(Saved entries)
○ ○ ○

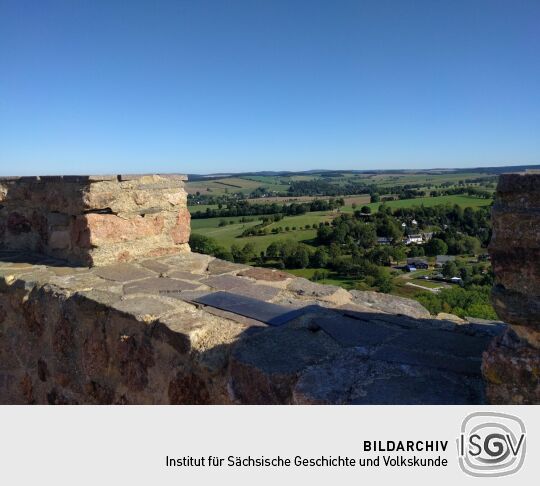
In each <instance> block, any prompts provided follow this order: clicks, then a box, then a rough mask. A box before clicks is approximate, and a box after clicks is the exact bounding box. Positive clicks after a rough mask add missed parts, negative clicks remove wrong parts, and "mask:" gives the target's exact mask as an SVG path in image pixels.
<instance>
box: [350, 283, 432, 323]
mask: <svg viewBox="0 0 540 486" xmlns="http://www.w3.org/2000/svg"><path fill="white" fill-rule="evenodd" d="M350 293H351V295H352V302H353V303H355V304H359V305H364V306H368V307H371V308H372V309H374V310H380V311H382V312H388V313H390V314H402V315H405V316H409V317H414V318H415V319H429V318H430V313H429V311H428V310H427V309H426V308H425V307H424V306H423V305H422V304H420V303H419V302H417V301H415V300H412V299H406V298H404V297H398V296H395V295H389V294H382V293H379V292H371V291H360V290H351V291H350Z"/></svg>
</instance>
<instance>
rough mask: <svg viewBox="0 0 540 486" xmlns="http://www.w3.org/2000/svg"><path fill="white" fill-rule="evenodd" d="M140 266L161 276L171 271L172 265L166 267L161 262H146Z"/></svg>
mask: <svg viewBox="0 0 540 486" xmlns="http://www.w3.org/2000/svg"><path fill="white" fill-rule="evenodd" d="M140 265H141V266H143V267H144V268H148V270H152V271H153V272H156V273H159V274H162V273H166V272H168V271H169V270H170V269H171V267H170V265H166V264H165V263H163V262H160V261H159V260H145V261H144V262H141V263H140Z"/></svg>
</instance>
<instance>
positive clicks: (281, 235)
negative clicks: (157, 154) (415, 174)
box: [190, 195, 491, 251]
mask: <svg viewBox="0 0 540 486" xmlns="http://www.w3.org/2000/svg"><path fill="white" fill-rule="evenodd" d="M490 203H491V200H489V199H479V198H475V197H468V196H461V195H457V196H439V197H427V198H425V197H424V198H417V199H403V200H400V201H390V202H387V203H386V204H387V205H388V206H390V207H392V208H406V207H413V206H420V205H422V204H423V205H424V206H435V205H437V204H459V205H460V206H462V207H480V206H486V205H488V204H490ZM381 204H382V203H372V204H369V206H370V207H371V208H372V210H373V211H377V210H378V208H379V206H380V205H381ZM193 208H195V210H196V211H197V210H199V211H202V210H204V209H206V206H194V207H192V208H190V210H193ZM357 209H358V207H357ZM352 210H353V209H352V206H344V207H343V208H341V209H340V210H334V211H317V212H312V213H306V214H302V215H299V216H286V217H284V218H283V219H282V220H281V221H278V222H275V223H272V224H270V225H268V226H267V228H268V230H269V231H271V230H272V228H277V227H282V228H283V229H285V227H287V226H288V227H289V228H290V231H287V232H283V233H279V234H268V235H265V236H248V237H242V238H241V237H240V235H241V234H242V232H243V231H244V230H246V229H247V228H250V227H252V226H255V225H257V224H260V219H258V218H260V217H257V216H249V218H253V219H254V221H251V222H248V223H241V222H239V220H240V219H241V217H240V216H235V217H219V218H206V219H193V220H192V221H191V229H192V231H193V233H198V234H202V235H205V236H210V237H212V238H215V239H216V240H217V241H218V242H219V243H220V244H221V245H222V246H224V247H226V248H230V247H231V245H232V244H237V245H240V246H243V245H245V244H246V243H248V242H251V243H253V244H254V245H255V247H256V248H257V251H261V250H265V249H266V248H267V246H268V245H269V244H270V243H272V241H275V240H277V239H292V240H295V241H308V242H309V241H310V240H313V239H314V238H315V236H316V234H317V230H316V229H313V228H310V229H305V226H306V225H310V226H312V225H313V224H316V225H318V224H319V223H321V222H325V221H331V220H332V219H334V218H335V217H337V216H338V215H339V214H340V212H352ZM223 220H225V221H227V222H230V221H234V222H235V223H234V224H228V225H227V226H222V227H220V226H219V223H220V222H221V221H223ZM293 227H296V230H294V231H293V230H292V228H293Z"/></svg>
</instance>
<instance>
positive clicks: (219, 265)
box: [208, 258, 250, 275]
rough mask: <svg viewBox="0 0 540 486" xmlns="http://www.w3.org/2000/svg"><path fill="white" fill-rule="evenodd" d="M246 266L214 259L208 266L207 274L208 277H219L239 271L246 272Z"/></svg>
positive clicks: (247, 267)
mask: <svg viewBox="0 0 540 486" xmlns="http://www.w3.org/2000/svg"><path fill="white" fill-rule="evenodd" d="M247 268H250V267H248V266H247V265H242V264H240V263H232V262H228V261H225V260H219V259H217V258H216V259H215V260H212V261H211V262H210V263H209V264H208V273H209V274H210V275H221V274H223V273H233V272H234V273H238V271H240V270H246V269H247Z"/></svg>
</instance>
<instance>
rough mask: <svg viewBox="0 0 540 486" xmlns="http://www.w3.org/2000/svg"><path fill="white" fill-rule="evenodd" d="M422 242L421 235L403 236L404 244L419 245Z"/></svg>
mask: <svg viewBox="0 0 540 486" xmlns="http://www.w3.org/2000/svg"><path fill="white" fill-rule="evenodd" d="M423 242H424V240H423V239H422V235H409V236H407V238H405V244H406V245H420V244H422V243H423Z"/></svg>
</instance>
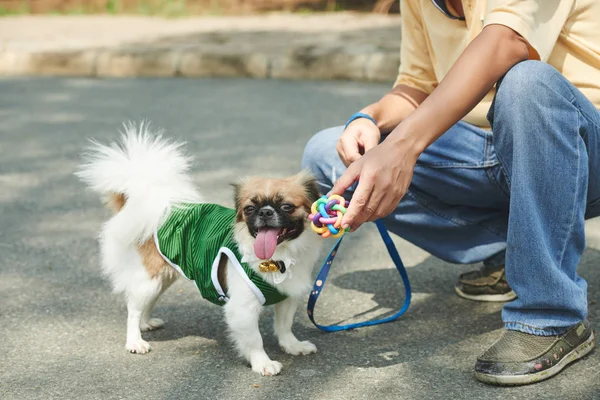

○ ○ ○

> [EXERCISE GOAL] Which lines in the items contain the word "negative"? List every one of them in full.

> [TASK RESULT]
In each <instance> block, any prompts provided follow this order: clicks, then a box, then a rough mask. A box before clicks is approximate, and a box after clicks is the exact bounding box. Positive clicks after a rough mask add missed parts, negative clicks remove wrong parts, and "mask:" gives the target's exact mask as an SVG path in image pixels.
negative clicks: (157, 154) (415, 174)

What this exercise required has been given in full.